WORK ITEM:
Tell how many lines in the data below contain "dark", using one number as the whole reply.

EXERCISE DATA:
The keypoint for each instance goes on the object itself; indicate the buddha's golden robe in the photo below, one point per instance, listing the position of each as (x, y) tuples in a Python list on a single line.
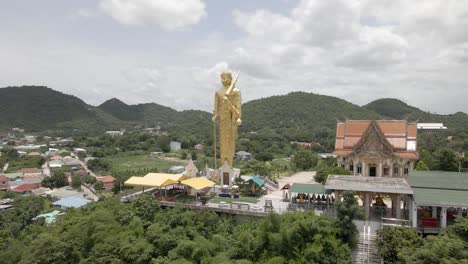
[(229, 114)]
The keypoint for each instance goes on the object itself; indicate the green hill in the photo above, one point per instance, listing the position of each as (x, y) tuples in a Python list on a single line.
[(300, 111), (150, 113), (38, 108), (396, 109), (391, 107), (189, 124), (296, 116)]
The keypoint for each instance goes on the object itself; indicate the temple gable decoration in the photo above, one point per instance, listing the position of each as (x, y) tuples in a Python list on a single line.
[(376, 148), (373, 143)]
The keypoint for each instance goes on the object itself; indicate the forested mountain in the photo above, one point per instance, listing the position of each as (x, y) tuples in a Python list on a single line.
[(296, 116), (38, 108), (150, 112), (300, 116), (191, 125), (396, 109)]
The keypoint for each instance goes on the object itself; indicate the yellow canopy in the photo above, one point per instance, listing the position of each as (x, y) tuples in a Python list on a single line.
[(149, 182), (198, 183), (174, 177)]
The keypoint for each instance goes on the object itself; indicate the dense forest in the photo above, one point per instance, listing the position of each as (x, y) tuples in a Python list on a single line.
[(142, 232), (399, 245)]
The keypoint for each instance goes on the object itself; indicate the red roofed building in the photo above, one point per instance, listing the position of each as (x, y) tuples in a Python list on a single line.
[(30, 171), (24, 188), (3, 183), (108, 182), (81, 172), (382, 148)]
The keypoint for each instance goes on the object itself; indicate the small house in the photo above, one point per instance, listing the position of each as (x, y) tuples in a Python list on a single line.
[(3, 183), (243, 155), (175, 146), (107, 182)]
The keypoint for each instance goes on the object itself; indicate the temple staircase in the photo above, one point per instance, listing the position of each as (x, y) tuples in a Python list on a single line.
[(366, 251), (269, 185)]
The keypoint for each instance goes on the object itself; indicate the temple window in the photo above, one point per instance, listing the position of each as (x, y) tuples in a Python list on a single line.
[(386, 171)]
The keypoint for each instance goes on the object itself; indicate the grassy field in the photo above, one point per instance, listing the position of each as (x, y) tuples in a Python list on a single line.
[(141, 162), (230, 200), (25, 162)]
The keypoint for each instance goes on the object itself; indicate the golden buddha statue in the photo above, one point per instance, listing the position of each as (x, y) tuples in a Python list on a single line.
[(227, 107)]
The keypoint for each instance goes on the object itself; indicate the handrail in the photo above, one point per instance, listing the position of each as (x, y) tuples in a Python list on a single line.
[(394, 222)]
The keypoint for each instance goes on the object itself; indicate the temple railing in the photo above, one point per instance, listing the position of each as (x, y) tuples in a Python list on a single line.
[(394, 222)]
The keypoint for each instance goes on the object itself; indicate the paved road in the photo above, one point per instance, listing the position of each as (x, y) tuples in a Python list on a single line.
[(277, 196)]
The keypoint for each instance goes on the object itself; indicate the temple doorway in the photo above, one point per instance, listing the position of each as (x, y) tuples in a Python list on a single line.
[(226, 178)]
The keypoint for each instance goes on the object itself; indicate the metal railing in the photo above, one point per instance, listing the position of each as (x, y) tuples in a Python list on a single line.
[(394, 222)]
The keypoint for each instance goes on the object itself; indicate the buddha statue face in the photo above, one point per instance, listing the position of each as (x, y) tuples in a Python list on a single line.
[(226, 79)]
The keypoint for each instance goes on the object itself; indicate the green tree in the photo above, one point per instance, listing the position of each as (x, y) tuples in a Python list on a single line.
[(47, 248), (321, 175), (346, 211), (305, 160), (194, 155), (145, 207), (392, 240), (57, 180), (76, 181), (98, 186), (9, 153), (421, 166), (264, 156), (81, 155), (446, 160)]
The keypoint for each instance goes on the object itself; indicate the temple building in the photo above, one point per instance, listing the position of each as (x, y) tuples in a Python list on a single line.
[(378, 148)]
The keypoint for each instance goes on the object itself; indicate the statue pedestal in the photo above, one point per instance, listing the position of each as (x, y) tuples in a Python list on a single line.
[(227, 175), (224, 175)]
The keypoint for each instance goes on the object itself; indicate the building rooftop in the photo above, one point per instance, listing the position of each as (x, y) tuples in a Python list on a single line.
[(400, 135), (439, 188), (431, 126), (105, 179), (368, 184), (439, 180), (25, 188)]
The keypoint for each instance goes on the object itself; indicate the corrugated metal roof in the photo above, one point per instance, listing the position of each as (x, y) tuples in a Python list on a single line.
[(438, 180), (257, 181), (72, 201), (367, 184), (307, 188), (439, 197)]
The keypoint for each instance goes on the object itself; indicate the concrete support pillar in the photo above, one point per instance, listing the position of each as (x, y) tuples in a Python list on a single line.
[(413, 214), (366, 205), (398, 206), (443, 217), (434, 212)]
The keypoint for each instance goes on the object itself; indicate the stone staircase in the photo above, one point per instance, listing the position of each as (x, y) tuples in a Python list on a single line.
[(270, 186), (366, 252)]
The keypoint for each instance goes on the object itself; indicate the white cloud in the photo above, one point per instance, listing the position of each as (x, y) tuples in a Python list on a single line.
[(362, 50), (169, 15)]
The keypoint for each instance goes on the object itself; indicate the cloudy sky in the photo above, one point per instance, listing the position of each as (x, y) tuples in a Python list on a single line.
[(171, 52)]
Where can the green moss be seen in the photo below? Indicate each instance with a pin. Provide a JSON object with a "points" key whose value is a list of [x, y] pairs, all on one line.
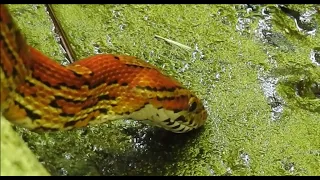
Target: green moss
{"points": [[37, 27], [224, 68]]}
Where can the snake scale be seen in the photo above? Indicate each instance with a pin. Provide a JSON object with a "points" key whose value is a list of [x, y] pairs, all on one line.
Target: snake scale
{"points": [[39, 94]]}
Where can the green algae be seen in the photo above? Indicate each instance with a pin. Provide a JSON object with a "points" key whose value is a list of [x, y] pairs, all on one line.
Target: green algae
{"points": [[240, 137], [36, 24], [16, 157]]}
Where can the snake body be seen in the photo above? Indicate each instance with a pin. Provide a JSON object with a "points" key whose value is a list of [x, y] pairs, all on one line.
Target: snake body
{"points": [[40, 94]]}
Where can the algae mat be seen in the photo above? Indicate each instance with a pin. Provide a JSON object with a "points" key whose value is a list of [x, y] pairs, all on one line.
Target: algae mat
{"points": [[256, 68]]}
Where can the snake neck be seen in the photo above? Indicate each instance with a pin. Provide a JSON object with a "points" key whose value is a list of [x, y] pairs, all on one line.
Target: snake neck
{"points": [[40, 94]]}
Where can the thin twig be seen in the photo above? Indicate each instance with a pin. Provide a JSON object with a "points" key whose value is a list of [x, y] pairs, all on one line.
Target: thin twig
{"points": [[64, 40], [174, 42]]}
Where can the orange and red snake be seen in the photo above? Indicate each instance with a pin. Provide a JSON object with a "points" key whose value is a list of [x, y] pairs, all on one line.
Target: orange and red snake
{"points": [[40, 94]]}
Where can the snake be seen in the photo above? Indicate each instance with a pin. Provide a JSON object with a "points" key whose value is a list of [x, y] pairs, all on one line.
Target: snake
{"points": [[39, 94]]}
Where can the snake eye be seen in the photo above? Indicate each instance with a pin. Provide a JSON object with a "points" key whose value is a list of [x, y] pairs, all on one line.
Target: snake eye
{"points": [[193, 106]]}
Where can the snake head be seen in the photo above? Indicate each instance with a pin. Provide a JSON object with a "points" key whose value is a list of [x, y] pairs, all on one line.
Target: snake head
{"points": [[196, 114]]}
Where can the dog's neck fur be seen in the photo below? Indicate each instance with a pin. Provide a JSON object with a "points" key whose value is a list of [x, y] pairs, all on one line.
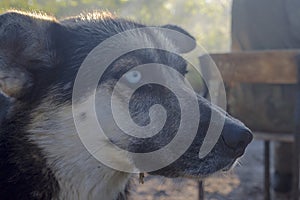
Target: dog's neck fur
{"points": [[78, 173]]}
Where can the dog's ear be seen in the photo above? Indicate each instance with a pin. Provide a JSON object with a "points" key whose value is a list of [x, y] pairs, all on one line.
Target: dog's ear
{"points": [[185, 44], [25, 45]]}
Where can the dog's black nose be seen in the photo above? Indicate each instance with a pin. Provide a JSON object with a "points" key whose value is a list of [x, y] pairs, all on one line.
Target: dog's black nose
{"points": [[236, 137]]}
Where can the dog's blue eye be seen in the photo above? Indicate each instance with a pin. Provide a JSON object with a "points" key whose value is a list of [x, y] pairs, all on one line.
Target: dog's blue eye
{"points": [[133, 76]]}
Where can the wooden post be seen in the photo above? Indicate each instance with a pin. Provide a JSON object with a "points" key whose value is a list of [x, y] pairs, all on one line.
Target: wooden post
{"points": [[267, 170], [297, 138]]}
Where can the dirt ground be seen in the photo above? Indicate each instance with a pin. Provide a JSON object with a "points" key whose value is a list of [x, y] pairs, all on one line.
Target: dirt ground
{"points": [[245, 182]]}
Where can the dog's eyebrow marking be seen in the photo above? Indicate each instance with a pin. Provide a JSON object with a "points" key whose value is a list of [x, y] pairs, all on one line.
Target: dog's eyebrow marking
{"points": [[83, 116]]}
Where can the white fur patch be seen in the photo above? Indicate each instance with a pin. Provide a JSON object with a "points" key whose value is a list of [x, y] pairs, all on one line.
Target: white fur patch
{"points": [[79, 174]]}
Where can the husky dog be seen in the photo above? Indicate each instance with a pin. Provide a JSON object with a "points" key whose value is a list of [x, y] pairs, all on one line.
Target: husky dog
{"points": [[41, 154]]}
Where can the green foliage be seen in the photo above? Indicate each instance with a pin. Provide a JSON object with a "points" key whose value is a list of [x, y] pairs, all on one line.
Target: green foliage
{"points": [[207, 20]]}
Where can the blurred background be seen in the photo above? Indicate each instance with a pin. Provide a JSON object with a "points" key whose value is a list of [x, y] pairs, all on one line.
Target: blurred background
{"points": [[207, 20]]}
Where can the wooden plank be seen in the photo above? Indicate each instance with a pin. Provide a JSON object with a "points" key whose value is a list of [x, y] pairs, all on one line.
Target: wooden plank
{"points": [[268, 136], [274, 67]]}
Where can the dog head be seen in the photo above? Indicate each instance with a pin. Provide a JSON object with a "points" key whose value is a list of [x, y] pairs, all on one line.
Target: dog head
{"points": [[40, 59]]}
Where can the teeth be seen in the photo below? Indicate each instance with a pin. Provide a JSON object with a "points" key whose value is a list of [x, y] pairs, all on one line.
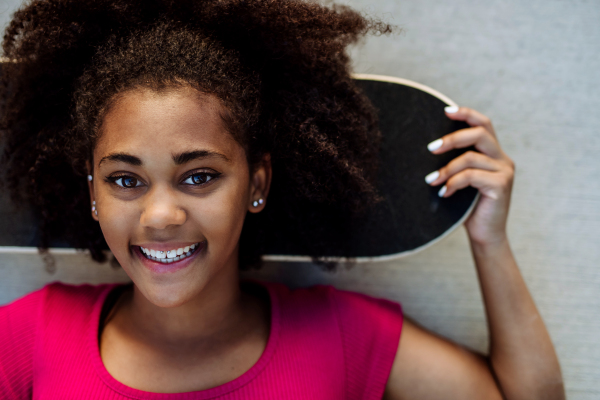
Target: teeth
{"points": [[169, 256]]}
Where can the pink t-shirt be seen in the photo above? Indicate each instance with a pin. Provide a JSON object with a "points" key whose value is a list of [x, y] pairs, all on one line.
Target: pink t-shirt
{"points": [[323, 343]]}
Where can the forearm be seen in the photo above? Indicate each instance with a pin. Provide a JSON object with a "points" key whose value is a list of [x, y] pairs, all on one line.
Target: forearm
{"points": [[521, 353]]}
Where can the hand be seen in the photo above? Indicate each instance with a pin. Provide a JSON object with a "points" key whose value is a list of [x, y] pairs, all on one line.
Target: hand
{"points": [[490, 170]]}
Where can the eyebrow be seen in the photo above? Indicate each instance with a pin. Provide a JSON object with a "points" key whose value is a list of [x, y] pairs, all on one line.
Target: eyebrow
{"points": [[188, 156], [179, 159]]}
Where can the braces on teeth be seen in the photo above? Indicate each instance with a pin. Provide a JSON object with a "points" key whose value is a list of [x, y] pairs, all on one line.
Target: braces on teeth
{"points": [[169, 256]]}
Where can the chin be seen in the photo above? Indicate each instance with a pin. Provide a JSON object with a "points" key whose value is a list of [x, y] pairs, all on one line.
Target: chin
{"points": [[167, 296]]}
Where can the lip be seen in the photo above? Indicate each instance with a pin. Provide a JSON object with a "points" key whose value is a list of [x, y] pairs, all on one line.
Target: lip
{"points": [[160, 268]]}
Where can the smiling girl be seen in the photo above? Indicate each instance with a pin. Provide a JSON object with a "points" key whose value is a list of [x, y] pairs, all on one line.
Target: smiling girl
{"points": [[172, 133]]}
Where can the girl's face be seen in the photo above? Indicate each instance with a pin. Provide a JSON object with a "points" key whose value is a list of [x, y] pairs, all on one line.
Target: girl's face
{"points": [[169, 180]]}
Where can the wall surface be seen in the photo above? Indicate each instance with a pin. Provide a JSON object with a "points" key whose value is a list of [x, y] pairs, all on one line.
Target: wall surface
{"points": [[534, 68]]}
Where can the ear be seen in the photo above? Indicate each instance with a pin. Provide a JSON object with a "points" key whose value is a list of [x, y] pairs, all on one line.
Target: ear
{"points": [[260, 182], [90, 172]]}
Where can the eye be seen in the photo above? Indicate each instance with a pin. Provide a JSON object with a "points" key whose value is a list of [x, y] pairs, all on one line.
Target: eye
{"points": [[125, 181], [200, 178]]}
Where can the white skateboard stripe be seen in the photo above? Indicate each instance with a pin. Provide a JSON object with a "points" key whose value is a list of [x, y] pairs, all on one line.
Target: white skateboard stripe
{"points": [[287, 258]]}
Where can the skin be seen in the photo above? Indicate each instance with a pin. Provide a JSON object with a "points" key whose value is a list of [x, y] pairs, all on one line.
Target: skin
{"points": [[522, 363], [195, 328]]}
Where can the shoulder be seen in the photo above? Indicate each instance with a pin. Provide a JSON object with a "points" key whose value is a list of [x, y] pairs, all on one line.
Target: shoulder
{"points": [[367, 331], [51, 296], [31, 316], [24, 314], [351, 309]]}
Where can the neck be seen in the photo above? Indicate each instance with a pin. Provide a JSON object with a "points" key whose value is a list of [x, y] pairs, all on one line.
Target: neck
{"points": [[213, 311]]}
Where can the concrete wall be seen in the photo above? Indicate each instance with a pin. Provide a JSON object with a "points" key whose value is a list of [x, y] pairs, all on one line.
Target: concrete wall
{"points": [[534, 68]]}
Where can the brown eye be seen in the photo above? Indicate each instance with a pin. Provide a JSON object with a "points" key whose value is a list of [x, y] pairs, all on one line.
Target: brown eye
{"points": [[200, 178], [127, 182]]}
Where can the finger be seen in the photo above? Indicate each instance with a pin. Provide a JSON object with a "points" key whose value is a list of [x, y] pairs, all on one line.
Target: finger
{"points": [[470, 159], [470, 116], [477, 136], [490, 184]]}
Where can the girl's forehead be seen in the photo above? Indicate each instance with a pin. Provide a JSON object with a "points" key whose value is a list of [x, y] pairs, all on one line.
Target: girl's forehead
{"points": [[167, 122]]}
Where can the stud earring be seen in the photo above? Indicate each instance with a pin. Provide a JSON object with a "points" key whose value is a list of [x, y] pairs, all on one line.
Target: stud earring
{"points": [[255, 203]]}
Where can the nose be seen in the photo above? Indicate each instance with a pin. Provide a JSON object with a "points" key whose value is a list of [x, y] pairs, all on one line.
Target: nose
{"points": [[161, 210]]}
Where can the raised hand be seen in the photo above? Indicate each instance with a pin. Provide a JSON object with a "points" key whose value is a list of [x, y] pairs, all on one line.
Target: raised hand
{"points": [[489, 169]]}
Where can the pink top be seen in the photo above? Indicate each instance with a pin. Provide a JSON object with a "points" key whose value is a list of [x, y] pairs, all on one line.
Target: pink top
{"points": [[324, 343]]}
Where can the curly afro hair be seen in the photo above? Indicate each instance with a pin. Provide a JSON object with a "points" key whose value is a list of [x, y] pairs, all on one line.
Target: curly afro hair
{"points": [[279, 68]]}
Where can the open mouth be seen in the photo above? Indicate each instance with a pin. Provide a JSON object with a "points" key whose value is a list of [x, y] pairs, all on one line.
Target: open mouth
{"points": [[169, 256]]}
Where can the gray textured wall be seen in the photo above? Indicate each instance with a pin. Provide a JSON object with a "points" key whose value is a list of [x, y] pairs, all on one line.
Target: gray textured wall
{"points": [[534, 68]]}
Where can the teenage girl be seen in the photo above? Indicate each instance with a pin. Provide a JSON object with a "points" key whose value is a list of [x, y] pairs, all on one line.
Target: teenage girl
{"points": [[166, 131]]}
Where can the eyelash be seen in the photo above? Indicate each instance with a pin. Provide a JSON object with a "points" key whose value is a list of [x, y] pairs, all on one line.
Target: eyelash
{"points": [[212, 176]]}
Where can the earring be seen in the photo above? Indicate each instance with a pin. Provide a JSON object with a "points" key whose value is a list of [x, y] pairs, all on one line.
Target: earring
{"points": [[255, 203]]}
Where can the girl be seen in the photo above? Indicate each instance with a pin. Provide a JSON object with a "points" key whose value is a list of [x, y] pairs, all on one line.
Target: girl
{"points": [[162, 129]]}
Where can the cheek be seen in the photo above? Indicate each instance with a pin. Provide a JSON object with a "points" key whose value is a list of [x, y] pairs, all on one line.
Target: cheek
{"points": [[117, 222], [223, 216]]}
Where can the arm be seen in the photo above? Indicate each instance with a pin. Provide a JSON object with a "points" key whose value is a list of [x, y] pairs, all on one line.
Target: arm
{"points": [[522, 363]]}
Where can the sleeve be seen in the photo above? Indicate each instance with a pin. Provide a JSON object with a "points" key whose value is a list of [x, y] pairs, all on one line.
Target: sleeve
{"points": [[18, 325], [370, 330]]}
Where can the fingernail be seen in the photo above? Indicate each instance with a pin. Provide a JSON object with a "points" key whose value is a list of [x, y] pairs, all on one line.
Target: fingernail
{"points": [[436, 144], [442, 191], [432, 177]]}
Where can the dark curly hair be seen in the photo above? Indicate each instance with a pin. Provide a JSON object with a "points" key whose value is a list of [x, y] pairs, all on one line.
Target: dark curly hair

WRITTEN SOLUTION:
2